→ Goal
Write down the lines below from the line containing "query (the noun phrase to segment): round" up to and including the line containing "of the round", without changing anything.
══════════
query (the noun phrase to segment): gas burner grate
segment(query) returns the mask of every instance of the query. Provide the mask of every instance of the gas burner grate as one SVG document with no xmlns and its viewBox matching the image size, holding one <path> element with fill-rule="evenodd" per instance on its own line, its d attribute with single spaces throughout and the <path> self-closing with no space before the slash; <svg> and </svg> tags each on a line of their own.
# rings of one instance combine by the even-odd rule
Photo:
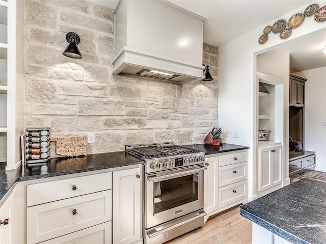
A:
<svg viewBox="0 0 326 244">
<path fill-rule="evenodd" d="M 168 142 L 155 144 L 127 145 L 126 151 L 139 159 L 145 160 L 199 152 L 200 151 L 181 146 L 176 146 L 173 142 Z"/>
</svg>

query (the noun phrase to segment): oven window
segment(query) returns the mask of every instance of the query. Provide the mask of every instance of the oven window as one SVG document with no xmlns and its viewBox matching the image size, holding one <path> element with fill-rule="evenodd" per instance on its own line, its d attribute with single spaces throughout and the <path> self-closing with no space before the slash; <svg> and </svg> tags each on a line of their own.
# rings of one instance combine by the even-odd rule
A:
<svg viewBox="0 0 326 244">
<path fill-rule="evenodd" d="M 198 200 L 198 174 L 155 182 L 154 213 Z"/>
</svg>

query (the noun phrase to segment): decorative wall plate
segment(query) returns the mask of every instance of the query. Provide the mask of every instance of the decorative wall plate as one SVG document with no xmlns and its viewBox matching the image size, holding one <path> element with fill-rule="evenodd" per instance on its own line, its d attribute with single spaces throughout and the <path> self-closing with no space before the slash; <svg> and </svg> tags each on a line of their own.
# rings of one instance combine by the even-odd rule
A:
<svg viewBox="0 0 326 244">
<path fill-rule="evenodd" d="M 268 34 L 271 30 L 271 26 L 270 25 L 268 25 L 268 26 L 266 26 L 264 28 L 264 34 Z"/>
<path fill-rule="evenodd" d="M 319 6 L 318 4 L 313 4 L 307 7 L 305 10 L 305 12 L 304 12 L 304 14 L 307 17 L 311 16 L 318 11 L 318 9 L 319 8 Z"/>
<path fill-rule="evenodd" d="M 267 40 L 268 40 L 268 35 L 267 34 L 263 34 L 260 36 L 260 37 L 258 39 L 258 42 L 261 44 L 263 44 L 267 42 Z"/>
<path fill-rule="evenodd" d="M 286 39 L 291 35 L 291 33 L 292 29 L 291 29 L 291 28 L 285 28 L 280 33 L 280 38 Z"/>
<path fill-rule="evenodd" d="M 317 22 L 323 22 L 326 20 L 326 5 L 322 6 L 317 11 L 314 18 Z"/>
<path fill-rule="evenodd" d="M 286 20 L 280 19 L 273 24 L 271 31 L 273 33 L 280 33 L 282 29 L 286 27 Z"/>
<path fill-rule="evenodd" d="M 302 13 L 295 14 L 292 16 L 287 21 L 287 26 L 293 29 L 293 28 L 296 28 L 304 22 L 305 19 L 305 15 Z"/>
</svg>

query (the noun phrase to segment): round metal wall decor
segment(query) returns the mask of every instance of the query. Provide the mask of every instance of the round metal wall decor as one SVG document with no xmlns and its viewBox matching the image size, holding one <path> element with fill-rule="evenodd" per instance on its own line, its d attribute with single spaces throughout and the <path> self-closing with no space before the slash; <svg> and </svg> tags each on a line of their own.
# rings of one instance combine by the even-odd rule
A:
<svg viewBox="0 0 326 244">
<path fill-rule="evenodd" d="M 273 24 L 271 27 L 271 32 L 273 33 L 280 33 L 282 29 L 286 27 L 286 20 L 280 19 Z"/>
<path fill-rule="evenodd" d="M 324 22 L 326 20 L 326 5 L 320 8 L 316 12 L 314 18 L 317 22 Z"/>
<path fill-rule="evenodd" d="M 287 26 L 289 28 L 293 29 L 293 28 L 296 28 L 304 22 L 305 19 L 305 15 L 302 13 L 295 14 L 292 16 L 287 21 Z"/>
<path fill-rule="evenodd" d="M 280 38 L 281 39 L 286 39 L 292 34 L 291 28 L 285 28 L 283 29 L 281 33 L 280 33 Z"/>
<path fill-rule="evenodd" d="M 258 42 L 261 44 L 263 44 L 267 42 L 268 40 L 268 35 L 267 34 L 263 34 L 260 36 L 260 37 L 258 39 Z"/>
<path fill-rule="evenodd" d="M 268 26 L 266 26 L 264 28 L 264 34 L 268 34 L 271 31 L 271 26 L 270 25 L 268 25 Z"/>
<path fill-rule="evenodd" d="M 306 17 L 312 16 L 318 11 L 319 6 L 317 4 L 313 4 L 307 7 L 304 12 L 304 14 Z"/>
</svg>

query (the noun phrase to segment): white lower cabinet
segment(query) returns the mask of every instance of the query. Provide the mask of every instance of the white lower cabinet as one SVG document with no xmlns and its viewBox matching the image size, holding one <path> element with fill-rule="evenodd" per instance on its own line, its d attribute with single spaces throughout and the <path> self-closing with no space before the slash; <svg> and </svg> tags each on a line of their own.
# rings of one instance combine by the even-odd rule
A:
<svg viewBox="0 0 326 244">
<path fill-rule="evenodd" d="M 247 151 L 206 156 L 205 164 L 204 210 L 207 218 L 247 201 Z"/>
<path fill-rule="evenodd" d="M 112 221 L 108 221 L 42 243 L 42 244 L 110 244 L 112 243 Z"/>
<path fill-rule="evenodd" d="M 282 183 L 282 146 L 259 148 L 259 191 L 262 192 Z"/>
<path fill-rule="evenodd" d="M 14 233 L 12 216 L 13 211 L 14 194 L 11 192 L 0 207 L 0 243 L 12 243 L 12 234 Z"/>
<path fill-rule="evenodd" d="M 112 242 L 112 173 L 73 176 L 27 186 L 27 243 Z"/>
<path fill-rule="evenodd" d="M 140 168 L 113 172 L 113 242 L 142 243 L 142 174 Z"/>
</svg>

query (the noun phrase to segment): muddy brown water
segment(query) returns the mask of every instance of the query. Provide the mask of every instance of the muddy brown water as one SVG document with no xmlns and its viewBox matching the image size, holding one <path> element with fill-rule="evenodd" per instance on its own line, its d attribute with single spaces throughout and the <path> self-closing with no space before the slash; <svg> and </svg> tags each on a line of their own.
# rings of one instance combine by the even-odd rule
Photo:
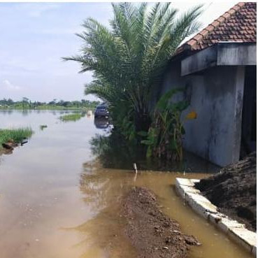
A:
══════════
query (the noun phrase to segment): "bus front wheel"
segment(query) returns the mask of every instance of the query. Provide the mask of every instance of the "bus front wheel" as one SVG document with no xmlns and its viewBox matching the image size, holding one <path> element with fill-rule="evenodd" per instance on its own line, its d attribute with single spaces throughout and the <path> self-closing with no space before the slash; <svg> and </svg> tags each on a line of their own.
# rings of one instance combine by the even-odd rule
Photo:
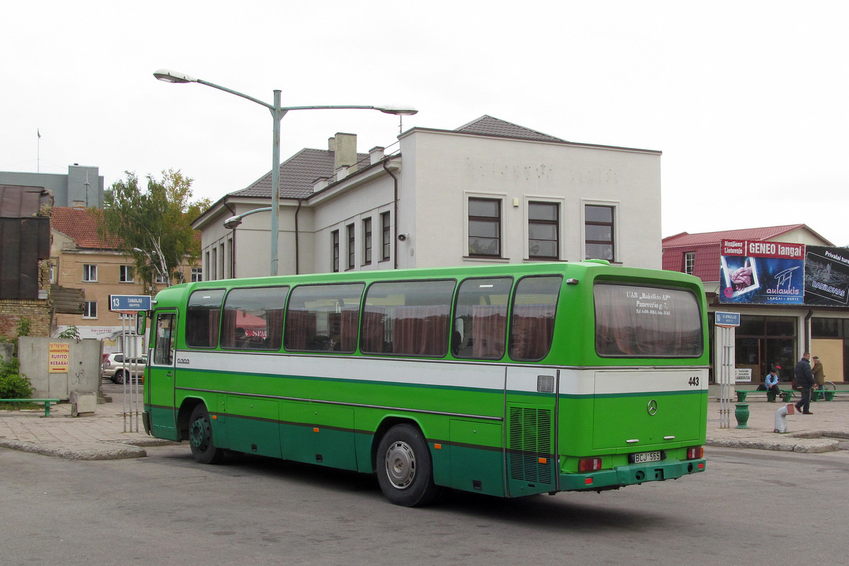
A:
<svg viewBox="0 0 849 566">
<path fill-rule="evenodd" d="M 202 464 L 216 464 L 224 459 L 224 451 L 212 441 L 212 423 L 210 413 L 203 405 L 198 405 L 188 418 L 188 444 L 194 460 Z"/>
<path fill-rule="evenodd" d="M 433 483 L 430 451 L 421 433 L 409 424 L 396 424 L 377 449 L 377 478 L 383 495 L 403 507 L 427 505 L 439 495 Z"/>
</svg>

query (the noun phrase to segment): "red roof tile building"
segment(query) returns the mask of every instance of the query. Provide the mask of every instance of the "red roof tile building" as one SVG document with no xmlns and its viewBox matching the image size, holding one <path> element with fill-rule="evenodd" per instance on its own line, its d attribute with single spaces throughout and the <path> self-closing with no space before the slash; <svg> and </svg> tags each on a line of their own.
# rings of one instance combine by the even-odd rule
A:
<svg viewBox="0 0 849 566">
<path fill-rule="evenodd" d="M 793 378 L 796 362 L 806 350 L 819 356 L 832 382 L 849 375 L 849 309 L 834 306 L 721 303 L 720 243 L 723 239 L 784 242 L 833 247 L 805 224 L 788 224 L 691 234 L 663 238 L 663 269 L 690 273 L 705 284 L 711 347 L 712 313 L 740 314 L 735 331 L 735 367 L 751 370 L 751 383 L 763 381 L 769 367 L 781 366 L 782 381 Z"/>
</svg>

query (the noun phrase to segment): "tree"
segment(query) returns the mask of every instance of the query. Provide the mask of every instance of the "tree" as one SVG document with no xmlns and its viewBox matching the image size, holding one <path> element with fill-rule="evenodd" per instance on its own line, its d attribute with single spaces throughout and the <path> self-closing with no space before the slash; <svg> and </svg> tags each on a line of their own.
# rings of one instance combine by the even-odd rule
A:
══════════
→ Result
query (the noun phrase to segment): round metal wall decor
segment(query) returns the mask of every instance of the query. Provide the mask of every instance of the round metal wall decor as one SVG document with no xmlns and its viewBox matching the image size, holding one <path> element with fill-rule="evenodd" per instance on its own line, its d attribute with single spaces throughout and the <path> self-closing with no space before the slash; <svg> and </svg> tags each on a line of their own.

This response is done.